- _EXERCISE INSTRUCTIONS_
Reproduce every row below word for word, leaving out the pictures.

- _Stored items_
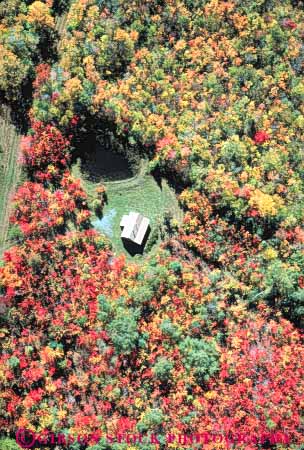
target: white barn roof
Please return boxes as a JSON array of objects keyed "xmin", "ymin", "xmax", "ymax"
[{"xmin": 120, "ymin": 211, "xmax": 150, "ymax": 245}]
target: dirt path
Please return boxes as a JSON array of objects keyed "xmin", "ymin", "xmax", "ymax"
[{"xmin": 0, "ymin": 107, "xmax": 21, "ymax": 255}]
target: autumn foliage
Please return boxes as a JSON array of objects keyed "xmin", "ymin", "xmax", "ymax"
[{"xmin": 0, "ymin": 0, "xmax": 304, "ymax": 450}]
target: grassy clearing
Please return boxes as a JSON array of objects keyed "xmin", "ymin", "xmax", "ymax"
[
  {"xmin": 0, "ymin": 107, "xmax": 21, "ymax": 255},
  {"xmin": 73, "ymin": 158, "xmax": 182, "ymax": 260}
]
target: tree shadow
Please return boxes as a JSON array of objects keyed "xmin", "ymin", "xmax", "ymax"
[{"xmin": 73, "ymin": 123, "xmax": 139, "ymax": 183}]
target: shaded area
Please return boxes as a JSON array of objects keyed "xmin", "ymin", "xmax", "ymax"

- _COMPLETED TASK_
target: white barn roof
Please return boxes as a JSON array of objects keyed "xmin", "ymin", "xmax", "ymax"
[{"xmin": 120, "ymin": 211, "xmax": 150, "ymax": 245}]
target: dirt path
Please return boxes as a JSON array of objects keyed "xmin", "ymin", "xmax", "ymax"
[{"xmin": 0, "ymin": 107, "xmax": 21, "ymax": 255}]
target: autumn foliage
Please return boxes as a JSON array of objects keyed "xmin", "ymin", "xmax", "ymax"
[{"xmin": 0, "ymin": 0, "xmax": 304, "ymax": 450}]
target: grassy clearing
Please return boxes as a JSON array of objects keyed "xmin", "ymin", "xmax", "ymax"
[
  {"xmin": 0, "ymin": 107, "xmax": 21, "ymax": 255},
  {"xmin": 73, "ymin": 158, "xmax": 182, "ymax": 260}
]
target: tree shadow
Please return boxes as a JSON array of objects keyed "xmin", "ymin", "xmax", "ymax"
[{"xmin": 73, "ymin": 123, "xmax": 139, "ymax": 183}]
target: shaded area
Please return boxes as a JSON array of objects keyed "xmin", "ymin", "xmax", "ymax"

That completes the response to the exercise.